**WHAT TO DO:** Rewrite only the rows starting at the line that contains "Put a point on every instance of the parsley" and ending at the last row, replacing "pine nut" with "walnut" and changing nothing else.

**ITEMS:**
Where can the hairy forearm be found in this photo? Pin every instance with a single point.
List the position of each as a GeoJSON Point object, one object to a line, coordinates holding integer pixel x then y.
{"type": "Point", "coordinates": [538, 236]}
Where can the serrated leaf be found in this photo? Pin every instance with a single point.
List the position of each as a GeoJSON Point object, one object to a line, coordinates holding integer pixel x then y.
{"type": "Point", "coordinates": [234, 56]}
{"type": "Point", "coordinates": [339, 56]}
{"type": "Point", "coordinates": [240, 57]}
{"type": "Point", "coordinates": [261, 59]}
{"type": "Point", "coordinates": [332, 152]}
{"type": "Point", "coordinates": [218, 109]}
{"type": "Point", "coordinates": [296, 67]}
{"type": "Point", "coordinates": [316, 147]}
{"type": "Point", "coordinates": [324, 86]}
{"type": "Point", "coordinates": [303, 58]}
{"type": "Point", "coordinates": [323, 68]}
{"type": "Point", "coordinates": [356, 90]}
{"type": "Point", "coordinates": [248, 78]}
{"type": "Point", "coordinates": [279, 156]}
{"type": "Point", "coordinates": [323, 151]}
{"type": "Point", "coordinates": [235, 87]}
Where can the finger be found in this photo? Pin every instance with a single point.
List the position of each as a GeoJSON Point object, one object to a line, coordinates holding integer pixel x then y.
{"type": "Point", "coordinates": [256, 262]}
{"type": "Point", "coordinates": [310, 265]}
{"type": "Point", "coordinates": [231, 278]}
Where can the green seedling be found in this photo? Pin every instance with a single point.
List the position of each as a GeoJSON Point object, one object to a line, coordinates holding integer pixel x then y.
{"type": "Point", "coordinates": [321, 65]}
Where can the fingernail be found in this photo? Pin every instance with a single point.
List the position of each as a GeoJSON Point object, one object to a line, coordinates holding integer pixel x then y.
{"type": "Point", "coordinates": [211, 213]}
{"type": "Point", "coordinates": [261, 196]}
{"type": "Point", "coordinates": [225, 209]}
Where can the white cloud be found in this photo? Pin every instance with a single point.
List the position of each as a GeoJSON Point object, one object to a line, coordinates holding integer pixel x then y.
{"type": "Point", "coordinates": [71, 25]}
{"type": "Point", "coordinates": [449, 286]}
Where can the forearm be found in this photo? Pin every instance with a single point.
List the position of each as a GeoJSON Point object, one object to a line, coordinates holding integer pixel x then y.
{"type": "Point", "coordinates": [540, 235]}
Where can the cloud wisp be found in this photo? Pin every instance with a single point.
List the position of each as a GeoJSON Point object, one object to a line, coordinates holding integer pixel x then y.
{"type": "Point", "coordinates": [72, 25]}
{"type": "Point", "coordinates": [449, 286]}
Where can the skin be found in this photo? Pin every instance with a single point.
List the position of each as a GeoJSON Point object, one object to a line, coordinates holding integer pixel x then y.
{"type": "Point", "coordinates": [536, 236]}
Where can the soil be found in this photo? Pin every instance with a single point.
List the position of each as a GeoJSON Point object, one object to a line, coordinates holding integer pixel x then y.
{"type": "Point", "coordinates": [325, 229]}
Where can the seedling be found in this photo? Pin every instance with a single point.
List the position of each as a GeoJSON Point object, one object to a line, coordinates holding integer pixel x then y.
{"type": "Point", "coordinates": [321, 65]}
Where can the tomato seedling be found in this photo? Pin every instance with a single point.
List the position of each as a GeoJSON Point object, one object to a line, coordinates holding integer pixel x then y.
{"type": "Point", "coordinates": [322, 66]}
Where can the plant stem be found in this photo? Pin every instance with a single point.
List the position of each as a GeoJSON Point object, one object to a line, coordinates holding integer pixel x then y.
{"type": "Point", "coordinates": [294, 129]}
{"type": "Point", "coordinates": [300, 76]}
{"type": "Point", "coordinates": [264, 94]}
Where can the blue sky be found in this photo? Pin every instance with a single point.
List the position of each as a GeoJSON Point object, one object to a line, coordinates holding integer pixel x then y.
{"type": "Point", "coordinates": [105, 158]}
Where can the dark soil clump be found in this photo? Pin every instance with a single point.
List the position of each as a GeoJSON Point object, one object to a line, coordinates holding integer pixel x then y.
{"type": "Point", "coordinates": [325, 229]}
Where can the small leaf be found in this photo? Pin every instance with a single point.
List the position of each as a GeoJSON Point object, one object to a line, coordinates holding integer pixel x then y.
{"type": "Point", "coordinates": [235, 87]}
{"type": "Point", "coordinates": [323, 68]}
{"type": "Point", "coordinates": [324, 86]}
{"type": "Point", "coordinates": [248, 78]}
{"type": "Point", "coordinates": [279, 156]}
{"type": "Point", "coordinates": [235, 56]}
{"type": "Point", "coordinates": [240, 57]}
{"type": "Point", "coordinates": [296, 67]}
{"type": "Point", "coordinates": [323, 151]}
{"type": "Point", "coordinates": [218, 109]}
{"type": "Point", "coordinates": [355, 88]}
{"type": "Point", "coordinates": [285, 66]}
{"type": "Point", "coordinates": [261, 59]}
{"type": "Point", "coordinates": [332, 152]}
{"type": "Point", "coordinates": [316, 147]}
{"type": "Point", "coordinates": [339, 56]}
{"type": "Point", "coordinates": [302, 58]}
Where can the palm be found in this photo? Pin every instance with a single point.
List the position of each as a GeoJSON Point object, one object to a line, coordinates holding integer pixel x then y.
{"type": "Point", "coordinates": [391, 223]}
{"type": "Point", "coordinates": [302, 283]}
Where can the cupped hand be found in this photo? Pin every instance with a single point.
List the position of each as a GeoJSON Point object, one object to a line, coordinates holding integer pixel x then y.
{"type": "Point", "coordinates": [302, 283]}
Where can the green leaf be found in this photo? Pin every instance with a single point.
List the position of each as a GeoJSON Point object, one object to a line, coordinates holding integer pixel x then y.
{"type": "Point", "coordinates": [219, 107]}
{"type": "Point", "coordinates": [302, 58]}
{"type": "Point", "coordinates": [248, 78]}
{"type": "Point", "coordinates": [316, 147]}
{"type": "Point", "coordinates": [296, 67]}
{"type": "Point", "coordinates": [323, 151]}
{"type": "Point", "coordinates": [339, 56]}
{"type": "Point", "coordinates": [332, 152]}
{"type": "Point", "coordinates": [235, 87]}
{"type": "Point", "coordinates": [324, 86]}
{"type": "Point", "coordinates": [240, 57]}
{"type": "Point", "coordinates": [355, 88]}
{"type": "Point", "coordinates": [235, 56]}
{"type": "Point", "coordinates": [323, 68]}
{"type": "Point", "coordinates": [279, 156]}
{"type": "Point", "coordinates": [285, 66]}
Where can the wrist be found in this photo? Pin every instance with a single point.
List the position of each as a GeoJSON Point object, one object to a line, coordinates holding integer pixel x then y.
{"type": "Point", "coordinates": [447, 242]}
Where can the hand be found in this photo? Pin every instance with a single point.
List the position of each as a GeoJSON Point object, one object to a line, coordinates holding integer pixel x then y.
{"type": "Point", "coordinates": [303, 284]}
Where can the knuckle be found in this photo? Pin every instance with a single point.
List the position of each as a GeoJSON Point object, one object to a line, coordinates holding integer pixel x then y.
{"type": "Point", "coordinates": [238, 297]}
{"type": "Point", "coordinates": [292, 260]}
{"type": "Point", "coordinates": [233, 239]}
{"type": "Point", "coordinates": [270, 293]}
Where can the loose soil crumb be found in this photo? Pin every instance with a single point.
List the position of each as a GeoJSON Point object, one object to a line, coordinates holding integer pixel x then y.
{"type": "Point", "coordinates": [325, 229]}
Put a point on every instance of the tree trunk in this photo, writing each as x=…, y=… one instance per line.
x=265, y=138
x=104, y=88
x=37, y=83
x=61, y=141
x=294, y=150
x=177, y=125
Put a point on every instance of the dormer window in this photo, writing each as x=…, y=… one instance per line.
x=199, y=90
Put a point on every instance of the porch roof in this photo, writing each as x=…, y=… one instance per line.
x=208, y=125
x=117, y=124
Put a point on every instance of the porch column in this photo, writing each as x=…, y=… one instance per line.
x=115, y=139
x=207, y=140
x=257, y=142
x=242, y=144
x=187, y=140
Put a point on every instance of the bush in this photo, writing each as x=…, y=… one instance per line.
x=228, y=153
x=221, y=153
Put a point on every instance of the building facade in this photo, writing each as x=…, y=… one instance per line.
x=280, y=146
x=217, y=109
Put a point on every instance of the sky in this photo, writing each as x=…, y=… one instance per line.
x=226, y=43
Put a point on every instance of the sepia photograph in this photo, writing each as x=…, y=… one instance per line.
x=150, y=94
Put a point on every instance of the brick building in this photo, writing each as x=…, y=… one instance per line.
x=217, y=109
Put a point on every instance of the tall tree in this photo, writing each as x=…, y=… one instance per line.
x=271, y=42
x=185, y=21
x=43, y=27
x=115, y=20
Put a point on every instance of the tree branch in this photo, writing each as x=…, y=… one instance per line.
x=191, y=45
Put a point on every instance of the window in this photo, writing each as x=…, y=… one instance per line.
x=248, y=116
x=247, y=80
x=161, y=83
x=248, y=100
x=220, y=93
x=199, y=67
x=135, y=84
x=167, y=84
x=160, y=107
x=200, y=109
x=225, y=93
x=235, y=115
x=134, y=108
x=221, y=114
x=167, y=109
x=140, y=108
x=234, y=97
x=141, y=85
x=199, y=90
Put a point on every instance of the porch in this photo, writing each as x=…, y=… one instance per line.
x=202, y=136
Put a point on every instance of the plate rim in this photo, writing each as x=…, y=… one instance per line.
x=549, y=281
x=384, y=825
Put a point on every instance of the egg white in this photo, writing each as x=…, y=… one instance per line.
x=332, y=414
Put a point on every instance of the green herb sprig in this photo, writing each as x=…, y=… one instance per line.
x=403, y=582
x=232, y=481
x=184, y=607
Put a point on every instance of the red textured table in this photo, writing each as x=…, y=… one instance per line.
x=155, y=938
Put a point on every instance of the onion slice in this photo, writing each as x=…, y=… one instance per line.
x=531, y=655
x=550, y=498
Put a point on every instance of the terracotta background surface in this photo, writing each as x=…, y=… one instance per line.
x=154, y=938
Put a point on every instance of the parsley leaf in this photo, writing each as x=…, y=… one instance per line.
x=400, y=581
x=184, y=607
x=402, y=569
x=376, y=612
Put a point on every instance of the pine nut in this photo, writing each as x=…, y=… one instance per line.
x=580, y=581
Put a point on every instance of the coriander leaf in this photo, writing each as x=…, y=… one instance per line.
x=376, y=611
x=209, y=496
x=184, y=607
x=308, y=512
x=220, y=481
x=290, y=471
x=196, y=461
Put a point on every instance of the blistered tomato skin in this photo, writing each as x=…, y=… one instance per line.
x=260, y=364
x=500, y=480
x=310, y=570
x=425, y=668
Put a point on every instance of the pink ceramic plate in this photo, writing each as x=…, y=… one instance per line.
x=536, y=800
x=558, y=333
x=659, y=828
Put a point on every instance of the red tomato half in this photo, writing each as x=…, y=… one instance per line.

**FINAL ANSWER:**
Put a point on every instance of the parsley leaf in this photo, writing each as x=…, y=… one instance per line.
x=400, y=581
x=184, y=607
x=402, y=569
x=376, y=612
Put a point on every instance of the walnut in this photo, writing each as x=…, y=… one instance per line.
x=580, y=581
Put a point on every instance of the coriander leaf in this photo, writing each as x=…, y=… one instance per line.
x=376, y=611
x=209, y=496
x=184, y=607
x=308, y=512
x=220, y=481
x=290, y=471
x=196, y=461
Put a point on every instance of the blistered tomato skin in this photo, writing each as x=…, y=… one instance per line.
x=260, y=364
x=500, y=480
x=310, y=570
x=425, y=668
Put a point on every instance of the pink ceramic plate in this photo, writing each as x=…, y=… one instance per line.
x=536, y=800
x=558, y=333
x=659, y=828
Put a point on every instance of the red tomato half in this photo, writing each as x=…, y=… one instance per line.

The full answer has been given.